§ **Текст**
<<<<

Во-первых (и в этом состоит главное отличие от gnothi seau­ton и epimeleia hcautou «Алкивиада»), познание себя здесь про­исходит не как самоотождествление. Не отождествление себя с собой отличает это ухватывание себя, а, скорее, некое раздвое­ние, которое предполагает что-то вроде смещения по вертика­ли (denivellation). На эту тему у нас есть пространный текст Эпиктета. Это 16-я беседа из первой книги, в которой Эпиктет объясняет то обстоятельство, что человеку приходится забо­титься о себе, что он может и должен о себе заботиться, тем, что у него есть способность, которая по своей природе, или, скорее, по тому, как она действует, отличается от других спо­собностей.5 Другие способности, — к примеру та, благодаря которой я говорю, или та, благодаря которой я играю на му­зыкальном инструменте, — и правда позволяют пользоваться каким-либо инструментом, но они никогда не скажут мне, дол­жен ли я им пользоваться, взять ли мне флейту или заговорить. Они могут сказать мне, как делать то или это, но если я захочу узнать, нужно ли это делать, хорошее это занятие или дурное, я должен обратиться к другой способности, к способности поль­зоваться своими способностями. Она-то и есть разум, и как раз с ее помощью, разбираясь с другими способностями и сво­бодно решая, какую из них употребить, и следует заботиться о себе. Заботиться о себе самом — это делать так, чтобы не про­сто пользоваться имеющимися способностями, но всякий раз

 

 

определять, как их нужно применить, прибегая при этом к той другой способности, которая и говорит, во зло или во благо мы ими пользуемся. Таким образом, именно это смещение по вер­тикали определяет характер заботы о себе и познания себя. И это — не узнавание душой самой себя, как у Платона. Итак, разделение (denivelation) способностей на высшую и низшие как способ установить отношение себя к себе.

>>>>

§ **Содержимое материала**
<<<<

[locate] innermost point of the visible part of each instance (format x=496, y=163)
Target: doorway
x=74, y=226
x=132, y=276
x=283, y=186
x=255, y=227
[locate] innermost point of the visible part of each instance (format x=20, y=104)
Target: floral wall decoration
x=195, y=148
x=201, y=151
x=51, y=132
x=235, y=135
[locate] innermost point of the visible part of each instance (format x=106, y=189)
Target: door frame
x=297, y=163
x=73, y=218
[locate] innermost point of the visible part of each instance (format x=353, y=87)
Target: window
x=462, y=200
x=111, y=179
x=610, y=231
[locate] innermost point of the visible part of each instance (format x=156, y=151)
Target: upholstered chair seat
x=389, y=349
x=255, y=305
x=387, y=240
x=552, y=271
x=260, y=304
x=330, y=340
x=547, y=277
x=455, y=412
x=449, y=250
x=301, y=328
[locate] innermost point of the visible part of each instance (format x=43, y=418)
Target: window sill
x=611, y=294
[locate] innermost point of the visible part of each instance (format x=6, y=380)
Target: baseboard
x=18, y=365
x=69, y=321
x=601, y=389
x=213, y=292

>>>>

§ **Задание 1**
Выпишите все имена собственные, которые встречаются в тексте о заботе о себе.
§ **Задание 2**
Ответьте коротко по тексту о заботе о себе:
(а) Какая беседа Эпиктета разбирается в тексте?
(б) Как называется способность пользоваться своими способностями?
(в) Что определяет характер заботы о себе и познания себя?

§ **Ответ 1**
Алкивиад (в названии «Алкивиада»), Эпиктет, Платон.

§ **Ответ 2**
(а) 16-я беседа из первой книги.
(б) Разум.
(в) Смещение по вертикали.